● TEXTAUSZUG
++++++
Beginnt jetzt die Anti-Copy-Cat-Revolution?
Berlin entwickelt sich zur europäischen Startup-Metropole
Die junge Berliner IT-Szene möchte keine Almosen und Care-Pakete vom großen Bruder aus den Vereinigten Staaten erhalten. Man möchte das "arm-aber-sexy-Image" endgültig abstreifen. Die Hauptstadt setzt auf international hochkarätige IT-Gründer. Das Motto: Völker schaut auf diese Stadt und werdet ein Teil von ihr.
In Kreisen der Blogosphäre - wie bei Netzwertig oder Indiskretion Ehrensache nachzulesen - kursiert schon länger die symbolische Nachricht: Völker, schaut auf diese Stadt! Dieser Satz stammt bekanntlich vom früheren Bürgermeister Ernst Reuter aus seiner Rede während der Berlin-Blockade im Jahr 1948.
++++++
● ANGEZEIGTE INFORMATIONEN

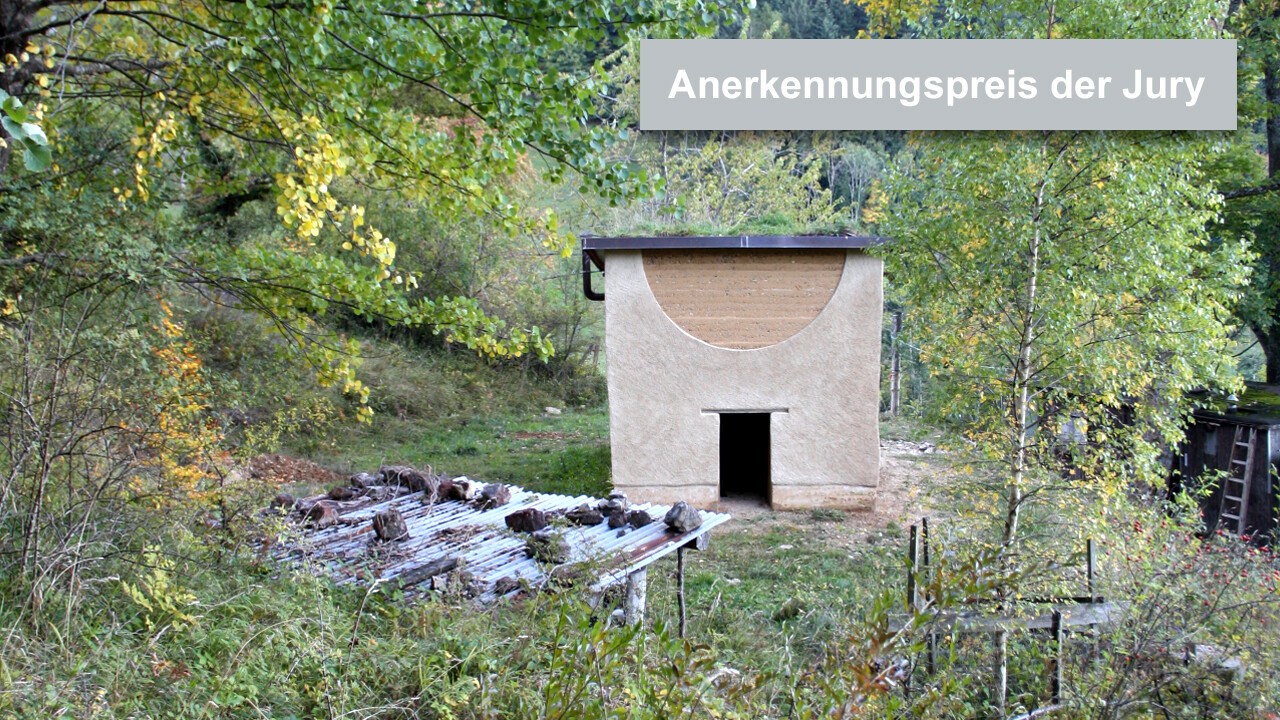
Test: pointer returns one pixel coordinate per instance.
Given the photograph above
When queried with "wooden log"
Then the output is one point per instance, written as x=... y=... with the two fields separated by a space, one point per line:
x=895 y=373
x=389 y=525
x=423 y=573
x=1001 y=671
x=1073 y=616
x=680 y=587
x=913 y=559
x=638 y=587
x=1055 y=679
++++++
● ZIELE
A) Erläutere mit Hilfe des Textauszugs über Berlins Startup-Szene, was die junge Berliner IT-Szene nicht mehr will und worauf die Hauptstadt stattdessen setzt. Antworte in ein bis drei Sätzen.
B) Von wem stammt laut dem Textauszug der Satz "Völker, schaut auf diese Stadt!", und bei welchem Anlass wurde er gesagt?

● ÜBUNGSERGEBNISSE
A) Die junge Berliner IT-Szene möchte keine Almosen und Care-Pakete vom großen Bruder aus den Vereinigten Staaten erhalten und das "arm-aber-sexy-Image" endgültig abstreifen. Stattdessen setzt die Hauptstadt auf international hochkarätige IT-Gründer.

B) Der Satz stammt vom früheren Bürgermeister Ernst Reuter aus seiner Rede während der Berlin-Blockade im Jahr 1948.